Exercise brief
All of the data, from the first line to the last, should be reproduced without alteration.

Collected data entries
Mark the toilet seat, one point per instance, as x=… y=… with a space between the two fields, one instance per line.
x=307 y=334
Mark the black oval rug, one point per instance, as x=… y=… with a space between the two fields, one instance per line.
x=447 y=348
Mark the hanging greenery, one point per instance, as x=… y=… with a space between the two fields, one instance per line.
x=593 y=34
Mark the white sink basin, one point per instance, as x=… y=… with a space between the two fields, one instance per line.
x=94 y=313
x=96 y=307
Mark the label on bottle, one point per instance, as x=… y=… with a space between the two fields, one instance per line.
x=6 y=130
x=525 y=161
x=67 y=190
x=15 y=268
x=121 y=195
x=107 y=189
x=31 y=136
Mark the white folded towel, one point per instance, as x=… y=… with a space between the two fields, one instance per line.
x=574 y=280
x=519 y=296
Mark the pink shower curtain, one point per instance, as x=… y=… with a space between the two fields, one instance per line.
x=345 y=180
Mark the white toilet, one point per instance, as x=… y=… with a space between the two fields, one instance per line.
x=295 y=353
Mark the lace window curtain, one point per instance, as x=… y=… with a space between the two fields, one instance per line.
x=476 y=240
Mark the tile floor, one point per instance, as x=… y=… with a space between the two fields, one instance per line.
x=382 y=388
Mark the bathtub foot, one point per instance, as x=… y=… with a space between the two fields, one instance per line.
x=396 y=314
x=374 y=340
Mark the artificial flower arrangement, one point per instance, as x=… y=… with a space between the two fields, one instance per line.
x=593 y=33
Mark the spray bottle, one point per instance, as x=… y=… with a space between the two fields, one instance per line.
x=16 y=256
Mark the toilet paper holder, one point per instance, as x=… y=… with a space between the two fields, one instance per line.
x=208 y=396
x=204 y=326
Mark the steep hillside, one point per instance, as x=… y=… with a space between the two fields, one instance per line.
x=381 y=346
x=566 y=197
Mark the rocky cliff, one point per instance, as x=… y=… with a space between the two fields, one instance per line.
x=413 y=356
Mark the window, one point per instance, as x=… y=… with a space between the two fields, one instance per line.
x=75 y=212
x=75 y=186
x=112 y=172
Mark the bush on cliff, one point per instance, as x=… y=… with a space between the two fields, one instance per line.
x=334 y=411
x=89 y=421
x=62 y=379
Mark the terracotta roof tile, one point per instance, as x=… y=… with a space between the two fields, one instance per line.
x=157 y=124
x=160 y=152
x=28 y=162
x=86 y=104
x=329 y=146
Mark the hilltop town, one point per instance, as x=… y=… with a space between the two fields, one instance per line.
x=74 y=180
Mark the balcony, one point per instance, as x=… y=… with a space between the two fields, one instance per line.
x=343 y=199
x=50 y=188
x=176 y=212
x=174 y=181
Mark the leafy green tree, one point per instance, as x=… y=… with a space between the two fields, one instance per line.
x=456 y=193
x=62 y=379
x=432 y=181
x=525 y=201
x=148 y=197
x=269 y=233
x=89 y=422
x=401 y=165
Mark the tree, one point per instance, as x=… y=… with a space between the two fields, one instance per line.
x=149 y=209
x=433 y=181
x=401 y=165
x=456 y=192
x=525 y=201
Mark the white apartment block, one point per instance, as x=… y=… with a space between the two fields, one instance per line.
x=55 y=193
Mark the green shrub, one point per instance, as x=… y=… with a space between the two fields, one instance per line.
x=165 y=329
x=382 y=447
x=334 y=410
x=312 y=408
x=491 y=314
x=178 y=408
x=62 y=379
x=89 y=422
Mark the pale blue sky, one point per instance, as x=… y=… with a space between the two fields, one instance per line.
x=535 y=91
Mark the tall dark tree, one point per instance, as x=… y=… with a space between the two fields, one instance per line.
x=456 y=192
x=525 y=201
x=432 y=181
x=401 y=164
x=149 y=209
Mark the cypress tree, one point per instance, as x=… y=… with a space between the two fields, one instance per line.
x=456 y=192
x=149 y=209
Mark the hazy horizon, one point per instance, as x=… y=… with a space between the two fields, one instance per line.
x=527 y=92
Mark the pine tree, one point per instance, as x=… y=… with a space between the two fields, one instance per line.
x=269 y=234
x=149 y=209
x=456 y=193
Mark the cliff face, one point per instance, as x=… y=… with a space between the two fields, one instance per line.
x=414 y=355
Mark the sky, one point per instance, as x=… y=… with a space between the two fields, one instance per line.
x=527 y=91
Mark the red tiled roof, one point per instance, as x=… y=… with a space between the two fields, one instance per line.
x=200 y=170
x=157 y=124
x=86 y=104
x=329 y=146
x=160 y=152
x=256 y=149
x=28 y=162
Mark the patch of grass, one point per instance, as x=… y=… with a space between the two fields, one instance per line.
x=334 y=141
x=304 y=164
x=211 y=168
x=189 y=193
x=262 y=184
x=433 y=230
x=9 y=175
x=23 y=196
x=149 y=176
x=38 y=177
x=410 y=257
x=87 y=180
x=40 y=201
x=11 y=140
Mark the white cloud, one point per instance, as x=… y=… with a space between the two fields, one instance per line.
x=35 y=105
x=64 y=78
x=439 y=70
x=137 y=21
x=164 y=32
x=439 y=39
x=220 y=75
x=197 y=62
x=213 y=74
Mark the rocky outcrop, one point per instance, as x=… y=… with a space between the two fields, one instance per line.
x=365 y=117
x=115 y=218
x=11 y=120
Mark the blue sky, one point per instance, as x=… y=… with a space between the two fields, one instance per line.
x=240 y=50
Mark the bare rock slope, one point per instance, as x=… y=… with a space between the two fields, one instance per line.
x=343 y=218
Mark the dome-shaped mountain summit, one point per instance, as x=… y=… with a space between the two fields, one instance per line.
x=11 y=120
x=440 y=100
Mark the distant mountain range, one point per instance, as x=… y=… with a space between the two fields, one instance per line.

Solved exercise
Mark the toilet seat, one point per instance, as x=… y=… with a space between the two fields, one instance per line.
x=307 y=334
Mark the black oval rug, one point per instance, as x=… y=… with a space between the two fields, one instance per line.
x=447 y=348
Mark the hanging greenery, one point per instance, as x=… y=… with a space between the two fields, one instance per line.
x=593 y=34
Mark the white sink basin, one point per instance, as x=… y=… with a space between the two fields, one instance per line.
x=94 y=313
x=96 y=307
Mark the label on bottle, one point per instance, as x=… y=… with a space between the two fields, one instance per line.
x=6 y=130
x=525 y=161
x=67 y=190
x=15 y=268
x=121 y=195
x=107 y=189
x=31 y=136
Mark the white folded towel, one point per instance, as x=… y=… with a space between the two fields, one instance per line.
x=574 y=280
x=519 y=296
Mark the pink shower curtain, one point per instance, as x=… y=… with a space between the two fields, one instance per line.
x=345 y=180
Mark the white toilet, one point per instance, as x=… y=… with a space between the two fields, one instance per line.
x=295 y=353
Mark the lace window curtain, one point per instance, as x=… y=… with a space between the two fields, one instance per line.
x=476 y=240
Mark the tile floor, one point per instance, as x=… y=… with a space between the two fields, one instance per line.
x=382 y=388
Mark the bathtub foot, one point per instance, as x=… y=… with a space between the two fields, one instance per line.
x=396 y=314
x=374 y=340
Mark the artificial flower arrangement, one point per instance, as x=… y=… with a space between the two fields, one instance per line.
x=593 y=33
Mark the spray bottle, one point per instance, as x=… y=… with a space between the two fields, one instance per line.
x=16 y=256
Mark the toilet paper holder, one point per instance, as x=… y=… with a space between the two fields, one instance per line.
x=208 y=396
x=204 y=326
Mark the steep hillside, one point per instance, as x=… y=… with a space between the two fields, one instance per line.
x=381 y=346
x=566 y=197
Mark the rocky cliff, one point per instance, as x=… y=… with a space between the two fields, one instance per line.
x=413 y=356
Mark the window, one point per instance, as x=… y=… with a space between the two fields, one instance per line.
x=75 y=212
x=75 y=186
x=112 y=172
Mark the bush on cliff, one point per instance, as x=… y=… with a space between the two fields, one instance per line.
x=334 y=411
x=89 y=421
x=62 y=379
Mark the terracotta roof tile, one point per instance, as x=… y=… with a space between the two fields, one instance per line.
x=157 y=124
x=160 y=152
x=28 y=162
x=86 y=104
x=329 y=146
Mark the hilltop town, one point per instance, as x=… y=… with a space between the two fields, one instance per line.
x=74 y=180
Mark the balcony, one point per instance, as x=… y=… with a space between the two fields, one instance per line.
x=343 y=199
x=50 y=188
x=176 y=212
x=174 y=181
Mark the leafy green tree, one point per instance, as x=… y=… with a space between the two fields, one instance per line.
x=456 y=193
x=62 y=379
x=432 y=181
x=525 y=201
x=148 y=197
x=269 y=233
x=89 y=422
x=401 y=165
Mark the tree, one point per instance, as x=… y=… with a space between the two fields, one instance per line.
x=149 y=209
x=433 y=181
x=401 y=165
x=456 y=192
x=525 y=201
Mark the white apartment block, one point per instance, as x=… y=… with a space between the two fields, one instance per line.
x=55 y=193
Mark the green shrub, one point per instance, as x=… y=… with a space between the two fields, one instance per line.
x=165 y=329
x=382 y=447
x=334 y=410
x=312 y=408
x=491 y=314
x=178 y=408
x=62 y=379
x=89 y=422
Mark the pale blue sky, one point per instance, as x=… y=… with a space between the two fields, one instance per line.
x=535 y=91
Mark the tall dark tree, one point per instance, as x=… y=… with a space between the two fields, one instance per line.
x=456 y=192
x=525 y=201
x=432 y=181
x=401 y=164
x=149 y=209
Mark the cypress tree, one point per instance, as x=… y=… with a space between the two fields, one instance per line.
x=456 y=192
x=149 y=209
Mark the hazy horizon, one point per instance, as x=… y=… with a space between the two fields, one instance per line.
x=527 y=92
Mark the pine tree, one point per instance, as x=… y=… with a space between the two fields, one instance per line.
x=269 y=234
x=149 y=209
x=456 y=193
Mark the cliff face, one point per instance, as x=… y=… with a space between the two fields, one instance per line.
x=414 y=355
Mark the sky, one point per instance, as x=… y=… with a space between the two fields, one instance per line.
x=527 y=91
Mark the red tiled roof, one point per instance, as x=… y=… with a space between the two fields, one instance per line.
x=200 y=170
x=157 y=124
x=86 y=104
x=329 y=146
x=160 y=152
x=256 y=149
x=28 y=162
Mark the patch of grass, one point per instance, as x=… y=… with a space between the two fields, one instance per line.
x=334 y=141
x=304 y=164
x=211 y=168
x=189 y=193
x=262 y=184
x=433 y=230
x=9 y=175
x=23 y=196
x=149 y=176
x=38 y=177
x=410 y=257
x=87 y=180
x=40 y=201
x=11 y=140
Mark the white cloud, one point per instance, as x=… y=… with a space between the two fields, one instance per line.
x=35 y=105
x=64 y=78
x=439 y=70
x=137 y=21
x=164 y=32
x=439 y=39
x=220 y=75
x=197 y=62
x=213 y=74
Mark the rocky outcrop, one point per instance, as x=… y=… with a space between the two fields, one instance per line.
x=365 y=117
x=115 y=218
x=11 y=120
Mark the blue sky, one point per instance, as x=… y=… with a space between the two fields, one instance per line.
x=240 y=50
Mark the bare rock slope, one point per instance, as x=… y=… with a space between the two fields, one instance per line.
x=343 y=218
Mark the dome-shaped mountain summit, one point per instance, as x=… y=… with a space between the two fields, one instance per line.
x=11 y=120
x=440 y=100
Mark the distant mountain range, one point per instance, as x=… y=… with a space between the two fields, one instance per line.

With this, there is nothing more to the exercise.